Do this: Could every line of the data be printed exactly as it reads?

─── Supplied entries

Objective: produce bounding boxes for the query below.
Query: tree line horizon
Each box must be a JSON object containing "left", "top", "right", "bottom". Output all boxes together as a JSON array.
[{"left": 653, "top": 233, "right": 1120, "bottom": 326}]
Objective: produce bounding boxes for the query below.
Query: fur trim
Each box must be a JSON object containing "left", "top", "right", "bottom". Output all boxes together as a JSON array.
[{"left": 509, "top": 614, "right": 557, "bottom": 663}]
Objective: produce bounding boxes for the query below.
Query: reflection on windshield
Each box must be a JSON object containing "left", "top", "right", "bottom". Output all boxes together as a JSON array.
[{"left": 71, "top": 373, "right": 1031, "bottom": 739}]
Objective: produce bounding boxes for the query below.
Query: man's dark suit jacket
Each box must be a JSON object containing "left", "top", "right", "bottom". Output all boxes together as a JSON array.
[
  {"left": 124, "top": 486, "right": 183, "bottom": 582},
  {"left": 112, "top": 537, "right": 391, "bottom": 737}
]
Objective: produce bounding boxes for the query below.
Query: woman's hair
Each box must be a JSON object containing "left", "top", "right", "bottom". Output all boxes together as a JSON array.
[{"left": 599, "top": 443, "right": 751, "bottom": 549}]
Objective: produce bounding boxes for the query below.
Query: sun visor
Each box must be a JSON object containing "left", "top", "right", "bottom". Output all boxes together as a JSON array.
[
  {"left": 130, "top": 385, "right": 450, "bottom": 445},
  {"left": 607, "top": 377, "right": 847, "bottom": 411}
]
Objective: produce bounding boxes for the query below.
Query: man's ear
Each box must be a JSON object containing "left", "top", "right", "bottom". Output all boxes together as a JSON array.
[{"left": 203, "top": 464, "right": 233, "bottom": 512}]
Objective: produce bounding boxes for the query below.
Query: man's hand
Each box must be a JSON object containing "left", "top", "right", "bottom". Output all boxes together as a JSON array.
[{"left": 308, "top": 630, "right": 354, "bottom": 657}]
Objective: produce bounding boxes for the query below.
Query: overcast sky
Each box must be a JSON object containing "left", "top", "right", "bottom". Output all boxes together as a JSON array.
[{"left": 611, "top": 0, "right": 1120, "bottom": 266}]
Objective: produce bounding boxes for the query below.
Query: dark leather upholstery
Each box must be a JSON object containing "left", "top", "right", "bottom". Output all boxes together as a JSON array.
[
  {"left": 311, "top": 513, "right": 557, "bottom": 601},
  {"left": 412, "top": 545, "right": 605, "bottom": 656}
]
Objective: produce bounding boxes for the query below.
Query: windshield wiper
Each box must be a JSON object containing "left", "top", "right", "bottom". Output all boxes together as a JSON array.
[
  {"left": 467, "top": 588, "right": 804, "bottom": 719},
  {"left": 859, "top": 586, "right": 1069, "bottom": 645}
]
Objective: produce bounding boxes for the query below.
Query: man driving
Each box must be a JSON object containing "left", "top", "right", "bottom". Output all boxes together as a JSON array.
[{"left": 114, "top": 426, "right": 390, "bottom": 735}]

──────

Written solution:
Objective: produce bounding boxes for the query below.
Query: tree line horizon
Each box must be a JSON object containing "left", "top", "right", "bottom". Output all boxes together as a JSON array.
[{"left": 653, "top": 233, "right": 1120, "bottom": 326}]
Objective: produce bounding boxes for the query below.
Query: fur trim
Each box must be a JSON object containing "left", "top", "right", "bottom". Output all boxes together as a JSON array.
[{"left": 509, "top": 614, "right": 557, "bottom": 663}]
Objective: produce bounding boxes for the query below.
Query: reflection on windshield
Each box must be a JSON object containing "left", "top", "right", "bottom". Output all boxes together as a JSON array.
[{"left": 71, "top": 373, "right": 1031, "bottom": 739}]
Objective: produce bounding boxes for the query below.
Query: man's dark suit jacket
Each box must be a JSON object containing "left", "top", "right", "bottom". Output all boxes together as a JSON array.
[
  {"left": 124, "top": 486, "right": 183, "bottom": 582},
  {"left": 112, "top": 537, "right": 391, "bottom": 737}
]
Objective: produce bounding boxes for the query below.
Query: woman's hair
Each box must be a JSON object containing "left", "top", "right", "bottom". Output all boxes together as a JSON array.
[{"left": 599, "top": 443, "right": 751, "bottom": 549}]
Objective: produce bounding boxes for the query below.
Query: sun visor
Each box must be a JSON object containing "left", "top", "right", "bottom". Output all boxes together as a JSON array.
[
  {"left": 130, "top": 385, "right": 450, "bottom": 445},
  {"left": 607, "top": 377, "right": 847, "bottom": 411}
]
Objective: produce bounding boxes for the query below.
Query: man's ear
Each box must be a JSON object containing "left", "top", "right", "bottom". Output all boxes together as a JSON array.
[{"left": 203, "top": 464, "right": 233, "bottom": 512}]
Objective: produce bounding boxes for the query below.
Query: man's hand
Each box must be a JSON object containing "left", "top", "right", "bottom". Output all boxes together as a JSON array.
[{"left": 308, "top": 630, "right": 354, "bottom": 657}]
Objective: produce bounding boxes for the query below.
Query: overcast sky
Each box must be a JSON object containing "left", "top", "right", "bottom". Output all boxes together as a JSON array.
[{"left": 611, "top": 0, "right": 1120, "bottom": 266}]
Objective: produce bounding boxes for the query below.
Query: dark leather upholstery
Each box must be a JSON object containing "left", "top", "right", "bottom". Output all boxes together as a JSON array.
[
  {"left": 311, "top": 513, "right": 557, "bottom": 601},
  {"left": 412, "top": 545, "right": 605, "bottom": 656}
]
Objective: produce bounding boxes for the query below.
Query: windshield wiper
Each box must be a JSON object containing "left", "top", "right", "bottom". Output all boxes together as a JSON array.
[
  {"left": 467, "top": 588, "right": 804, "bottom": 719},
  {"left": 859, "top": 586, "right": 1069, "bottom": 645}
]
Objective: produce bounding boxes for the query below.
Query: man driving
Each box must be a JSON object containing "left", "top", "right", "bottom". Output all boxes together as a JSON array.
[{"left": 114, "top": 426, "right": 390, "bottom": 735}]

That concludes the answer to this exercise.